▶ **WORK ORDER**: Nothing in the entries should be altered. Write them out in full.

▶ **PROVIDED DATA**:
- - -
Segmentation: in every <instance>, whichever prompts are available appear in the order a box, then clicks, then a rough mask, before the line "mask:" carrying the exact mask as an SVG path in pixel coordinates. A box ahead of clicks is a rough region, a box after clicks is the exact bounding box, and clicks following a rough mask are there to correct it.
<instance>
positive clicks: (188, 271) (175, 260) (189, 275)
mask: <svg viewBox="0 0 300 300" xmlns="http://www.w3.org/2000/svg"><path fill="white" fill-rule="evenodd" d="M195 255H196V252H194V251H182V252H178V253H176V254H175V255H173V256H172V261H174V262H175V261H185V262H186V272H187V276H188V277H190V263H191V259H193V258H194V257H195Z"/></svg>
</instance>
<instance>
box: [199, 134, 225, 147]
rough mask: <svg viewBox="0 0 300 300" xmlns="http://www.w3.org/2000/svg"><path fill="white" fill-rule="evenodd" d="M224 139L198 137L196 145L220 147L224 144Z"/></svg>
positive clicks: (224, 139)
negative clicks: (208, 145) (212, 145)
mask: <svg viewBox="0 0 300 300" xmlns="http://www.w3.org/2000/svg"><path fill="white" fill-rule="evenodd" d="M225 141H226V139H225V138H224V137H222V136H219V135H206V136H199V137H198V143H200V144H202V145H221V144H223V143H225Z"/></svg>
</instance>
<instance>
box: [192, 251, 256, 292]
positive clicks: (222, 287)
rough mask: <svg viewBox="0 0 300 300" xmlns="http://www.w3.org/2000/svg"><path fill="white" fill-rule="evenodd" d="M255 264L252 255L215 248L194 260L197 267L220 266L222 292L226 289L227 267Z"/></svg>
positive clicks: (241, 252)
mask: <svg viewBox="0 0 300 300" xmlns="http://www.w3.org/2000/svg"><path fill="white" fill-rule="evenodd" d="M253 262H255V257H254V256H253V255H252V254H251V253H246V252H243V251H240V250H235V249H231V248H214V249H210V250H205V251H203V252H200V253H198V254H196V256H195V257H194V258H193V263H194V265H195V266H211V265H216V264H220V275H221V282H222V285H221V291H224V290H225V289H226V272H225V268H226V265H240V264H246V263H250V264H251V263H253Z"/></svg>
- - -
▶ **EXERCISE ANSWER**:
Segmentation: in every <instance>, whichever prompts are available appear in the order a box, then clicks, then a rough mask, before the line "mask:" carrying the exact mask as an SVG path in pixel coordinates. A box ahead of clicks is a rough region, a box after clicks is the exact bounding box, and clicks following a rough mask are there to correct it.
<instance>
positive clicks: (188, 271) (175, 260) (189, 275)
mask: <svg viewBox="0 0 300 300" xmlns="http://www.w3.org/2000/svg"><path fill="white" fill-rule="evenodd" d="M195 255H196V252H194V251H182V252H178V253H176V254H175V255H173V256H172V261H174V262H175V261H185V262H186V272H187V276H188V277H190V263H191V259H193V258H194V257H195Z"/></svg>
</instance>
<instance>
box: [199, 134, 225, 147]
rough mask: <svg viewBox="0 0 300 300" xmlns="http://www.w3.org/2000/svg"><path fill="white" fill-rule="evenodd" d="M224 139L198 137L196 145L220 147L224 144Z"/></svg>
positive clicks: (224, 139)
negative clicks: (208, 145) (212, 145)
mask: <svg viewBox="0 0 300 300" xmlns="http://www.w3.org/2000/svg"><path fill="white" fill-rule="evenodd" d="M225 141H226V139H225V138H224V137H222V136H219V135H206V136H199V137H198V143H200V144H202V145H221V144H223V143H225Z"/></svg>
</instance>
<instance>
box: [192, 251, 256, 292]
positive clicks: (222, 287)
rough mask: <svg viewBox="0 0 300 300" xmlns="http://www.w3.org/2000/svg"><path fill="white" fill-rule="evenodd" d="M255 264L252 255L215 248L194 260L197 267L220 266L222 292L226 289L227 267Z"/></svg>
positive clicks: (241, 252)
mask: <svg viewBox="0 0 300 300" xmlns="http://www.w3.org/2000/svg"><path fill="white" fill-rule="evenodd" d="M253 262H255V257H254V256H253V255H252V254H251V253H246V252H243V251H240V250H235V249H231V248H214V249H210V250H205V251H203V252H200V253H198V254H196V256H195V257H194V258H193V263H194V265H195V266H211V265H216V264H220V275H221V282H222V285H221V291H224V290H225V289H226V272H225V268H226V265H240V264H246V263H250V264H251V263H253Z"/></svg>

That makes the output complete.